• [EXERCISE DETAILS]: Exactly reproduce each of the entries shown below.

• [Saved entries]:

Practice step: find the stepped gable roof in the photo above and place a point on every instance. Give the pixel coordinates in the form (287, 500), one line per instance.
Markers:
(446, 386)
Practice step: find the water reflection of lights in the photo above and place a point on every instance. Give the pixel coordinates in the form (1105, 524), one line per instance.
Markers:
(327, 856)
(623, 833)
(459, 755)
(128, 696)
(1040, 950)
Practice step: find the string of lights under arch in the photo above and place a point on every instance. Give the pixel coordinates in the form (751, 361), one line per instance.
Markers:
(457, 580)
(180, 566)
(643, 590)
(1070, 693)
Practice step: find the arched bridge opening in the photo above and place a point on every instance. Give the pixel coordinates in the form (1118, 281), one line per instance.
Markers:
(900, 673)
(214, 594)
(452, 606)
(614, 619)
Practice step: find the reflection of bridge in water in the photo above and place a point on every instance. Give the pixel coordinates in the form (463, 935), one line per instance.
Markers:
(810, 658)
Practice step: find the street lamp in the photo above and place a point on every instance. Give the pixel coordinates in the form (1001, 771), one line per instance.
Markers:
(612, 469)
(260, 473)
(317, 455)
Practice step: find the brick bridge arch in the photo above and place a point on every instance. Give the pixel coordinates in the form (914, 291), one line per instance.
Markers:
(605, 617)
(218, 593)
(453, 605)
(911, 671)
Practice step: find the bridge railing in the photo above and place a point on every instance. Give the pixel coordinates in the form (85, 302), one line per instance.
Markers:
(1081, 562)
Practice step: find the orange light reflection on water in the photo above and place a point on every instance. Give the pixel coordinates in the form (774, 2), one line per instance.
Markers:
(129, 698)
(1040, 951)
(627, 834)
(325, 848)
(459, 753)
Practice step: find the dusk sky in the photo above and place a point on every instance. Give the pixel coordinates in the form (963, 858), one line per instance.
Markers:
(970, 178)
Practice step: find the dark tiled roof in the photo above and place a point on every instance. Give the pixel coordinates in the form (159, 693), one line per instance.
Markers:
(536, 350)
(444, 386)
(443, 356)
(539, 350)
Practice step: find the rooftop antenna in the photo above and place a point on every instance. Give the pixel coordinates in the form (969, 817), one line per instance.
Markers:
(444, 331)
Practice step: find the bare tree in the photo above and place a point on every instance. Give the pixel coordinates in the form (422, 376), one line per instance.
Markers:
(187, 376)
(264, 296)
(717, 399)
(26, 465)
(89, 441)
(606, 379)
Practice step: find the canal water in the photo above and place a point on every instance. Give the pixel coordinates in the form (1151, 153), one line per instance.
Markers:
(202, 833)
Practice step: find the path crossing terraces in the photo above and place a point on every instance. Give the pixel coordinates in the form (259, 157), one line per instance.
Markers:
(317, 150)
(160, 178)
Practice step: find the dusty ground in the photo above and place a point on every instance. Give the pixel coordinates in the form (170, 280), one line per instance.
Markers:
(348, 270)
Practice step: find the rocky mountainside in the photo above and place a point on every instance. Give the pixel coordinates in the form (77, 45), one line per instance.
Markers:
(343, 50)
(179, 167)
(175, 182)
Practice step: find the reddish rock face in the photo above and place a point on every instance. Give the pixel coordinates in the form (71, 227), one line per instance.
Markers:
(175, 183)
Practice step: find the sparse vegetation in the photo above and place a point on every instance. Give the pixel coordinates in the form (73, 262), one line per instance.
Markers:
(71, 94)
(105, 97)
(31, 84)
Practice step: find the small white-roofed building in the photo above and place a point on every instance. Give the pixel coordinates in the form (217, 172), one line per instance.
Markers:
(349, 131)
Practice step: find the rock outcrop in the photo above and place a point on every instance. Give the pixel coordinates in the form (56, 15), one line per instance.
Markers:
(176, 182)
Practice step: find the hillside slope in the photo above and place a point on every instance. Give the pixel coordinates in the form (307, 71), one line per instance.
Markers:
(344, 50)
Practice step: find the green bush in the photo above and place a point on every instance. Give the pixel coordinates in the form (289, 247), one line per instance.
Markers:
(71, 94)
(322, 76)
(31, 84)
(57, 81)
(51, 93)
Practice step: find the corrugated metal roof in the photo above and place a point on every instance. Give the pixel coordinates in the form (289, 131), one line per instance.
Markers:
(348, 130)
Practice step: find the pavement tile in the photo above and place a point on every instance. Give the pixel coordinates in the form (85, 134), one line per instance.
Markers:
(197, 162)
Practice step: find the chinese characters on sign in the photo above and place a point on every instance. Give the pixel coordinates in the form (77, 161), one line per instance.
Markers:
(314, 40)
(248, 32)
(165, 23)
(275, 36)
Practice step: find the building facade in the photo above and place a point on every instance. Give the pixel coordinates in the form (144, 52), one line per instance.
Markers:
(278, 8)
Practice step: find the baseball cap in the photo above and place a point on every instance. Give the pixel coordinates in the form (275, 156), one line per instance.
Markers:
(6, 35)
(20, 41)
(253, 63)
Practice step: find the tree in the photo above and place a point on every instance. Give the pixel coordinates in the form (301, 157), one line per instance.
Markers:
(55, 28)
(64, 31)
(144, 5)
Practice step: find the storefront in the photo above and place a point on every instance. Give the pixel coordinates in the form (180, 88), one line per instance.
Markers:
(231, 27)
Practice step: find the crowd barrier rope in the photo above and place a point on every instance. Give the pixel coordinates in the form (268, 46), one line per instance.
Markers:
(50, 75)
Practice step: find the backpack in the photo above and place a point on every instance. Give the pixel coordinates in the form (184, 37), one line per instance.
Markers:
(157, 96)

• [TASK OUTPUT]:
Practice step: find the stepped gable roof in the photo above and place a point on every instance. Give the pixel coordinates in the form (287, 500), one line per instance.
Markers:
(446, 386)
Practice step: find the water reflection of lights in the photo above and place a point on every instance. Give the pixel coordinates in the form (1105, 524), one line per instance.
Markers:
(327, 856)
(623, 833)
(459, 755)
(128, 696)
(1040, 950)
Practice step: find the string of lights under arch in the photo above and place a point on every instance. Give the pixel coordinates in the form (751, 361), one line per instance.
Markers:
(457, 580)
(180, 566)
(643, 590)
(1070, 693)
Practice step: find the arched bridge opening in the photo above and place a point on every instance. Give the pixel coordinates in the form (1118, 281), one line per instance.
Markers:
(900, 673)
(214, 594)
(452, 606)
(614, 619)
Practice step: find the reflection of bridge in water in the photo above and place a point on every instance. Give the pixel coordinates in the form (463, 935), one line per instance.
Markers:
(810, 658)
Practice step: find the street lamp in the photo above and place a point on every instance. Give the pixel coordinates in the form (1001, 771), one line per instance.
Markers:
(612, 469)
(260, 473)
(317, 455)
Practice step: find the brick bridge arch in the photo above and place a point on every instance. Give the pixel coordinates in the form (914, 291), one line per instance.
Markers:
(605, 617)
(218, 593)
(453, 605)
(911, 671)
Practice step: find the bridge railing in the photo above and place a point on every instance. Give the pixel coordinates in the form (85, 302), one line per instance.
Markers:
(1081, 562)
Practice step: find the orange light reflection on water in the photo above and place a point on every instance. Give the pixel coordinates in the form (774, 2), one line per instance.
Markers:
(129, 698)
(1040, 951)
(627, 834)
(325, 848)
(459, 753)
Practice step: find the dusk sky in the photo above and place a point on every instance. Give the pixel coordinates in the form (963, 858), one line per instance.
Markers:
(970, 178)
Practice step: find the dark tiled roof in the photo above and place a point on every instance. Give the pixel coordinates in the form (159, 693), one line per instance.
Markers:
(536, 350)
(444, 386)
(443, 356)
(539, 350)
Practice step: find the rooftop antenna in the photo above and place a point on every instance. Give the pixel coordinates in the form (969, 817), one line per instance.
Markers:
(444, 331)
Practice step: find the bare tree in the photo above and place a point on every instance. Give the pixel coordinates in the form (422, 376), one line per instance.
Markers:
(187, 376)
(264, 296)
(717, 399)
(26, 465)
(89, 441)
(606, 379)
Practice step: find the canal water in the photo above and place a point on every instance. Give the pixel coordinates in the form (1151, 153), one line per instance.
Markers:
(202, 833)
Practice step: find the path crossing terraces in the photo above and place a point on every instance. Give the pixel coordinates in the form (259, 157), one line per instance.
Markers:
(317, 150)
(160, 178)
Practice step: find the dusty ground in the photo above and place a point on every instance. Give the pixel coordinates in the form (170, 280), one line per instance.
Markers:
(348, 270)
Practice step: find the rocky mountainside in the photo above and place a point on every instance. Give the pixel coordinates in the form (77, 45), one line per instance.
Markers:
(343, 50)
(179, 167)
(175, 182)
Practice step: find the reddish rock face in the photo above and place a point on every instance. Give the pixel coordinates in the form (71, 227), one line per instance.
Markers:
(175, 183)
Practice step: find the sparse vegetation in the photo above and place a point on every instance. Give the pixel coordinates in the form (73, 262), one line per instance.
Markers:
(71, 94)
(105, 97)
(31, 84)
Practice step: find the small white-roofed building in the photo above and place a point on every instance. Give the pixel coordinates in the form (217, 172), one line per instance.
Markers:
(349, 131)
Practice step: find the rock outcrop in the photo above and place a point on every instance. Give the pixel coordinates in the form (56, 15), one line per instance.
Markers:
(176, 182)
Practice step: find the hillside slope in the photo above and place a point on every instance. Give the pixel coordinates in the form (307, 71), one line per instance.
Markers:
(344, 50)
Practice step: find the green bush in the photo above and place a point on every instance. Give the pixel coordinates in the form (289, 247), one line per instance.
Markers:
(71, 94)
(322, 76)
(31, 84)
(57, 81)
(51, 93)
Practice step: find the corrugated metal roof in the photo above and place a point on every instance. Give the pixel coordinates in the form (289, 131), one line per instance.
Markers:
(348, 130)
Practice step: find the pavement tile in the photo above and place a point on every instance. Give the pixel coordinates in the form (85, 134), one line per instance.
Markers:
(197, 162)
Practice step: find the chinese characters on sign in the photo above and place a point on every instance. Give the pixel coordinates in the form (77, 161), one line per instance.
Markers:
(314, 40)
(248, 32)
(165, 23)
(275, 36)
Practice step: find the building facade in the photo above and place a point on every instance. Give the pixel coordinates in the form (144, 52), one line per instance.
Markers:
(278, 8)
Practice step: find the baseball cap in the photo above and place a point on every instance. Give the pixel coordinates in the form (275, 156), one line per instance.
Markers:
(6, 35)
(20, 41)
(253, 63)
Practice step: find the tree in the photo above and place a point on every instance. Give the pixel coordinates in the form (301, 157), one line per instance.
Markers:
(55, 28)
(64, 31)
(144, 5)
Practice step: find the storefront in the photo above and place a point on every instance. Give the pixel coordinates in the form (180, 88), one line per instance.
Markers:
(231, 27)
Practice step: find the crowd barrier rope in the photo above and place a point on every instance. Give the pixel coordinates in the form (268, 46), one line per instance.
Markers:
(50, 75)
Practice step: find the backpack in the photo above and place a point on every instance. Give the pixel coordinates in the form (184, 37), one line per instance.
Markers:
(157, 96)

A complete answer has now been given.